[Exercise data]:
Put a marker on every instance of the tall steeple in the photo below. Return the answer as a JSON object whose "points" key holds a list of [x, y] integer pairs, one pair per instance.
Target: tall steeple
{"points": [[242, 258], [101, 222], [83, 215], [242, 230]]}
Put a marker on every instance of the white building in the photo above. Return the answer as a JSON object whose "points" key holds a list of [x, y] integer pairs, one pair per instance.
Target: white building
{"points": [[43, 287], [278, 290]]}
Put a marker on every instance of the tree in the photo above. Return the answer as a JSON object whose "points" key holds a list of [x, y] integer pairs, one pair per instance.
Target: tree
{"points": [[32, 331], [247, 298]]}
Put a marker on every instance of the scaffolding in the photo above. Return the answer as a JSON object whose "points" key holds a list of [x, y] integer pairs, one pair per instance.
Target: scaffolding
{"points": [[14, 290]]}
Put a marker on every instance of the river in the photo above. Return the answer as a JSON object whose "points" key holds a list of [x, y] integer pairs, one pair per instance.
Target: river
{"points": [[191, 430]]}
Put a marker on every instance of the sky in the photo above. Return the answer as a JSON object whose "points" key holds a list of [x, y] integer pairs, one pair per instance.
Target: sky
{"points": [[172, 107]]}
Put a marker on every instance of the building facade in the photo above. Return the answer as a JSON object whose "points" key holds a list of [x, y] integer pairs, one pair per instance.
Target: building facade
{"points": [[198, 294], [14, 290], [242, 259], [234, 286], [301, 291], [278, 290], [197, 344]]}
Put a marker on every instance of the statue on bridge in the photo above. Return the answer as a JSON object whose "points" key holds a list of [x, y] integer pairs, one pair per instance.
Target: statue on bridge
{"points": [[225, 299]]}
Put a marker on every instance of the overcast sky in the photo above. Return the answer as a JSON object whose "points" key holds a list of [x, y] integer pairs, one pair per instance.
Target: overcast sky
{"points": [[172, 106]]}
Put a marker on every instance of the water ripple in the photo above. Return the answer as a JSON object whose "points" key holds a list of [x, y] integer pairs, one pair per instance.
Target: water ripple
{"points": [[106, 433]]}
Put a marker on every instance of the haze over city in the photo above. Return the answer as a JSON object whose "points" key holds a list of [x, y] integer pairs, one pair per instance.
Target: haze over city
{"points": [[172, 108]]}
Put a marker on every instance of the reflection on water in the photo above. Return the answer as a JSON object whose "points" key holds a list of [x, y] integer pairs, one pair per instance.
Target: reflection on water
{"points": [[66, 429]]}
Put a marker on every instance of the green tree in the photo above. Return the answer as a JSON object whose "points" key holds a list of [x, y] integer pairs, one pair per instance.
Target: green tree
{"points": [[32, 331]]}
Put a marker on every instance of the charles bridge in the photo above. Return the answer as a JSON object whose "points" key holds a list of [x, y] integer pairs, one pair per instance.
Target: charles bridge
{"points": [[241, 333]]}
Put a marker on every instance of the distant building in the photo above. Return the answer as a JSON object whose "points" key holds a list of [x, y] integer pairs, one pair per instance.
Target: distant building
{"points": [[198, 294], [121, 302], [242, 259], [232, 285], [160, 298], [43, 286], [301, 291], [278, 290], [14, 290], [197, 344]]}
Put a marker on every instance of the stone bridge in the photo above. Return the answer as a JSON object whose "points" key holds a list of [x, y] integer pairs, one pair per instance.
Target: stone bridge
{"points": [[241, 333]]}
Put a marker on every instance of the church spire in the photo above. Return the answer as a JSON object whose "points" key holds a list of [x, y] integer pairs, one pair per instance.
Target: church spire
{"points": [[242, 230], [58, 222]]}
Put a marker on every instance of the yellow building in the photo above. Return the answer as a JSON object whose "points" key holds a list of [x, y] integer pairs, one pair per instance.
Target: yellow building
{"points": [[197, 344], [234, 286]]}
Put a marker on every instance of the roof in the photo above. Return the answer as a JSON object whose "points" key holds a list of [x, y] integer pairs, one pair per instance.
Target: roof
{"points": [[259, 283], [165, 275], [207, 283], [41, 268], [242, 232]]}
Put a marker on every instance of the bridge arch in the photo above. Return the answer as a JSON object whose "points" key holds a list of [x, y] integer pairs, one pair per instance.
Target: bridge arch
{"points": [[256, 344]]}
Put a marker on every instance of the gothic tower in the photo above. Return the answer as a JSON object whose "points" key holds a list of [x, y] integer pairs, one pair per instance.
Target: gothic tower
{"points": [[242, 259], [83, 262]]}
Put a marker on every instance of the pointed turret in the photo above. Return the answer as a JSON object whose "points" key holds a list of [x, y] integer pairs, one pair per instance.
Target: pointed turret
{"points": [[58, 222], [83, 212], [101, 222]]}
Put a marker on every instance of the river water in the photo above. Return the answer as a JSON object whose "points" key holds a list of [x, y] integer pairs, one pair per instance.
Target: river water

[The exercise]: Find the line with "Put a marker on every instance of the stone" in the listing above, then write out that line and each remaining line exactly, with no other text.

[Exercise response]:
Put a marker on every instance of the stone bridge in the photo above. Return the answer as a JSON object whose "points" key holds a list of [x, y] integer pairs, one pair per instance.
Target: stone bridge
{"points": [[241, 333]]}
Put a marker on every instance of the church spire in the photo above. Return the answer as a JSON object whose "points" key holds a list of [x, y] integer pairs, one pair per instance.
Target: church spire
{"points": [[242, 230], [58, 222]]}
Put a marker on every instance of the yellow building in the photo above. Return the answer as a JSON object whose "points" key holds a list of [x, y] integer pairs, one pair per instance.
Target: yellow building
{"points": [[197, 344], [234, 286]]}
Put a marker on every instance of the roof in the photo above. Return the answer as a JSON object whose "points" key holds a list of [x, y] integer pairs, one pair per instance.
Target: roof
{"points": [[259, 283], [165, 275], [207, 283], [41, 268], [242, 232]]}
Put a marker on every instance of the bridge arch in the photo above. Return the answer as a JSON object whose "points" key holds a list of [x, y] integer pairs, one pair per instance.
Target: bridge arch
{"points": [[256, 344]]}
Put a marker on every instance of the gothic tower in the photo above. Return the answer as a JSON object whose "points" key holds a list of [x, y] integer pairs, one pair per instance.
Target: gothic tower
{"points": [[242, 259], [83, 262]]}
Put a marker on every instance of the pointed turret in the photo above. Return the answer as a JSON object whose "points" key holds a list of [x, y] integer pairs, one pair per instance.
Target: pointed turret
{"points": [[58, 222], [83, 212], [101, 222]]}
Put a marker on every instance of the river water in the photo above. Return the answer as a JSON object whose "points" key holds a list of [x, y] integer pairs, one pair per instance.
Target: river water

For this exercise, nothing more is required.